Other conventions as in Fig. 2.

https://doi.org/10.1371/journal.pone.0026822.g004

Discussion

Behavioral results

Our behavioral data yield further confirmation that macaque monkeys can achieve a significant level of vocal control and learn to voluntarily emit vocalization when submitted to a vocal operant conditioning task [12], [13], [14]. While this type of task has been successfully used to increase rates of vocal response in various animal class or species like cats [38], dogs [39], rats [40] and birds [41], it is notoriously hard to achieve such results in nonhuman primates (see [6], [15]). Indeed, previous studies reported that vocalization performance in macaque can remain low even after a long over-training period [13], [16] and that it is very sensitive to context changes [6], [15].

One of the most critical of our behavioral findings is the occurrence of SV, a behavior emerging during training in both monkeys. This dissociation between mouth and larynx displayed during the vocalization task is not surprising. While it has been shown that monkeys can be successfully conditioned to make oro-facial actions like tongue protrusion [42], [43], jaw movements [18], [42], [44], and lips protrusion [45], the literature about vocal training suggests a limited degree of vocal control (see [15]).

---*---

■ What is needed
Reproduce the passage on vocal conditioning in macaque monkeys in full, word for word.

[Recorded data]
---*---

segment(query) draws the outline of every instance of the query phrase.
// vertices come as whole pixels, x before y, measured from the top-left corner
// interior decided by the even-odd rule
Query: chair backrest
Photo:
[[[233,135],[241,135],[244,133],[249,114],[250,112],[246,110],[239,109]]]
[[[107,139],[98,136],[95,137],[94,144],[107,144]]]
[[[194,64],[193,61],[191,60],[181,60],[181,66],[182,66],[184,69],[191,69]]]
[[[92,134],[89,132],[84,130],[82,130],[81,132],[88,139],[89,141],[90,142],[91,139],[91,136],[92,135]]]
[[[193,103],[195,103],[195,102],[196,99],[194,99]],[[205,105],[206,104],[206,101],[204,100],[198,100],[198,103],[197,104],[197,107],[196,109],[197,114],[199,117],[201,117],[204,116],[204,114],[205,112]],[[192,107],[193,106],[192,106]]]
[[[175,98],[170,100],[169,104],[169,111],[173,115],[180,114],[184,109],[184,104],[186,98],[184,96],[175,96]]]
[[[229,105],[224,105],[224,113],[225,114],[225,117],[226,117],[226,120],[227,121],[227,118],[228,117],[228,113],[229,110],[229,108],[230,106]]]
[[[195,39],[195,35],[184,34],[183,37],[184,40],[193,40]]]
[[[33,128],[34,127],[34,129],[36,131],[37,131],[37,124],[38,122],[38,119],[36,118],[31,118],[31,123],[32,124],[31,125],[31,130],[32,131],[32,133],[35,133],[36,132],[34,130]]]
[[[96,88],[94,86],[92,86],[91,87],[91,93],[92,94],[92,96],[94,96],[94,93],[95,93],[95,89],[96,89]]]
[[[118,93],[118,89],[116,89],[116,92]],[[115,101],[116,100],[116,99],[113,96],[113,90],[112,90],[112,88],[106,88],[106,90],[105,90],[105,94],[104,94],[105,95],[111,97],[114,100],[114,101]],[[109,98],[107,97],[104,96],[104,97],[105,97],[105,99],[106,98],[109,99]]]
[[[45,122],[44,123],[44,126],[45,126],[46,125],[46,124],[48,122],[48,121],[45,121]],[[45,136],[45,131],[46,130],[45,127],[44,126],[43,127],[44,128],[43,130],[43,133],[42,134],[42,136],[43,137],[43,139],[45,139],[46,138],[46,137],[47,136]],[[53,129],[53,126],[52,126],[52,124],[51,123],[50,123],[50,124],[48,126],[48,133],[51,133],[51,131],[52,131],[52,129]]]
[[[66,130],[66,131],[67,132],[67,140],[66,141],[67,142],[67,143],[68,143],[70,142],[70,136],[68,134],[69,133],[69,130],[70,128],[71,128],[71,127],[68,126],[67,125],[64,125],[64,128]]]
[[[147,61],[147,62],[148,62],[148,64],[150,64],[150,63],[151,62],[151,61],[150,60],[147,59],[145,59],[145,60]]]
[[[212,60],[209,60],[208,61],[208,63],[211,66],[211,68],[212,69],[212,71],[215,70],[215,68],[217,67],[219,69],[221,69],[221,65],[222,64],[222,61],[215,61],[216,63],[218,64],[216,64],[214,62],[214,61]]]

---*---

■ Written solution
Other conventions as in Fig. 2.

https://doi.org/10.1371/journal.pone.0026822.g004

Discussion

Behavioral results

Our behavioral data yield further confirmation that macaque monkeys can achieve a significant level of vocal control and learn to voluntarily emit vocalization when submitted to a vocal operant conditioning task [12], [13], [14]. While this type of task has been successfully used to increase rates of vocal response in various animal class or species like cats [38], dogs [39], rats [40] and birds [41], it is notoriously hard to achieve such results in nonhuman primates (see [6], [15]). Indeed, previous studies reported that vocalization performance in macaque can remain low even after a long over-training period [13], [16] and that it is very sensitive to context changes [6], [15].

One of the most critical of our behavioral findings is the occurrence of SV, a behavior emerging during training in both monkeys. This dissociation between mouth and larynx displayed during the vocalization task is not surprising. While it has been shown that monkeys can be successfully conditioned to make oro-facial actions like tongue protrusion [42], [43], jaw movements [18], [42], [44], and lips protrusion [45], the literature about vocal training suggests a limited degree of vocal control (see [15]).